[Rows from a box-labeling dataset]
=-=-=

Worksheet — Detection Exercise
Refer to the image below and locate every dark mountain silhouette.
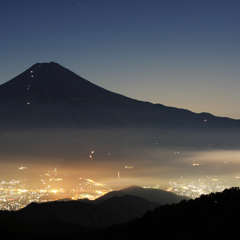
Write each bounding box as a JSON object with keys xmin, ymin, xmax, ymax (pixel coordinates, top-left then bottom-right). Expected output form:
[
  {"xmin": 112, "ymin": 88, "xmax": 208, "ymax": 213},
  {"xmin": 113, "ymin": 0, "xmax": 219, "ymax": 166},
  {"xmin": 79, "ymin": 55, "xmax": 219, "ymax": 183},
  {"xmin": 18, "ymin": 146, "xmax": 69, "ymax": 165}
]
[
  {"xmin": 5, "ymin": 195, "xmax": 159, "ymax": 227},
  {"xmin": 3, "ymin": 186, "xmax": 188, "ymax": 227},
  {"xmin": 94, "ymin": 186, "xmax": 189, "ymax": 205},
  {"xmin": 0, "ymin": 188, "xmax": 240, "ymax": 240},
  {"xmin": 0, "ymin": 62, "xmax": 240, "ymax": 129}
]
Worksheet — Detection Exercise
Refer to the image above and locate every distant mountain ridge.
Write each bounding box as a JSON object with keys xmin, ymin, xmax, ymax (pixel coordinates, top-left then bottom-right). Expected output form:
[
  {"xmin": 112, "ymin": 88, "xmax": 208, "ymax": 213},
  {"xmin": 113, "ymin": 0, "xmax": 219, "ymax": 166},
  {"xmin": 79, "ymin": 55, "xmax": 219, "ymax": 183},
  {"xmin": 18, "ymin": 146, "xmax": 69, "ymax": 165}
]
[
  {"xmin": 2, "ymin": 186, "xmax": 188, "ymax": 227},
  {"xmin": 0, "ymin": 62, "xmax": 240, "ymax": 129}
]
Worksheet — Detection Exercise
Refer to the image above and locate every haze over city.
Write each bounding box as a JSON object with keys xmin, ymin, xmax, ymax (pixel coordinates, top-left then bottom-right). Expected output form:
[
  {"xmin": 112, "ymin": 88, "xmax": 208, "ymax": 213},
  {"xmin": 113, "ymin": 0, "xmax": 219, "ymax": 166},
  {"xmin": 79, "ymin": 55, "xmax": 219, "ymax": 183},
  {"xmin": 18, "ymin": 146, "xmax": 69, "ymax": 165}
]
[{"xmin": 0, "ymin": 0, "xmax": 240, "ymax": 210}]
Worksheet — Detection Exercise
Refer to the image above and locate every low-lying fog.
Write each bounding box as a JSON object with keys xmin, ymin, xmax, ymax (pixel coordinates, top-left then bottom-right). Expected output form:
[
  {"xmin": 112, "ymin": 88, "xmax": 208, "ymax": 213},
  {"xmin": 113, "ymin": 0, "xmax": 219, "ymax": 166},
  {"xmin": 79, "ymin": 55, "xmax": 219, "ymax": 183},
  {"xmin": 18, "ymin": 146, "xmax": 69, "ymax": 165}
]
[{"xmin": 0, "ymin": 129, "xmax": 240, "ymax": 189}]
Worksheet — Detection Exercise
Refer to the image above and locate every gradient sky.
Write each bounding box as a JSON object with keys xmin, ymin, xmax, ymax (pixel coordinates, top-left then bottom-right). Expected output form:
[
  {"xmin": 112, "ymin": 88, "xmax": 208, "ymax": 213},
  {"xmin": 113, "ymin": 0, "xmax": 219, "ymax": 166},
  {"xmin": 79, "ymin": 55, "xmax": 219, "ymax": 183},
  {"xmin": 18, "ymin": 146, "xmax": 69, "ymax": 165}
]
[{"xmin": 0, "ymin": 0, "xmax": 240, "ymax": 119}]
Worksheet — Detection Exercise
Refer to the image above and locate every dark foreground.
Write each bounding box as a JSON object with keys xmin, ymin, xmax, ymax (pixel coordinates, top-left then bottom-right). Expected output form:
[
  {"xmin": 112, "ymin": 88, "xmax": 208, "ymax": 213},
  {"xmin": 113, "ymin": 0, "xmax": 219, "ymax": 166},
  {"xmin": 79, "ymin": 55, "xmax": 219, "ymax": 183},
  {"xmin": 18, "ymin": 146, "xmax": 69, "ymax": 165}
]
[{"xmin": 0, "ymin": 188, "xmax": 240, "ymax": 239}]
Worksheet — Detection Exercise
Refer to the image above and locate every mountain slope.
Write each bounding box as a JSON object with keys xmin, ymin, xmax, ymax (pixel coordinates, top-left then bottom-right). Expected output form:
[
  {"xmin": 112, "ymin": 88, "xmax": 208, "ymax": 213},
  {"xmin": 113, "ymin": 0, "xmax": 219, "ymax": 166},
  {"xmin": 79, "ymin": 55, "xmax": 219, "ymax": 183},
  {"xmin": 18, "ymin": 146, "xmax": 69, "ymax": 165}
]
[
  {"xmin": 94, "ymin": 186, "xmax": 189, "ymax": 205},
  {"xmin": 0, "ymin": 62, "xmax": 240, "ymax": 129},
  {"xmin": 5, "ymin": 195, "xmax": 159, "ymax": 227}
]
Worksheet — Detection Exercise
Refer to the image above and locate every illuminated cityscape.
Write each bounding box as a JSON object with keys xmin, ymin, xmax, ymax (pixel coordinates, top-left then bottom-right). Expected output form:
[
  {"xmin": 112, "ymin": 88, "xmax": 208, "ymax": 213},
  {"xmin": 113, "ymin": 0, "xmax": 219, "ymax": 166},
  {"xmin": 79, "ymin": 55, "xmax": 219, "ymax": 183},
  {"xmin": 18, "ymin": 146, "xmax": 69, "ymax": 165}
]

=-=-=

-- Written instruction --
From the items, pull out each line that includes the word "above" and copy those lines in the order they appear. Case matters, so a different capitalization doesn't count as a match.

-- Exercise result --
Refer to the image above and locate every distant mountain ridge.
Refer to the image above and locate every haze over city.
Refer to the image above and locate every low-lying fog.
Refer to the image above and locate every gradient sky.
Refer to the image above and locate every dark foreground.
Refer to the image above and locate every mountain slope.
Refer to the image above and locate every illuminated cityscape.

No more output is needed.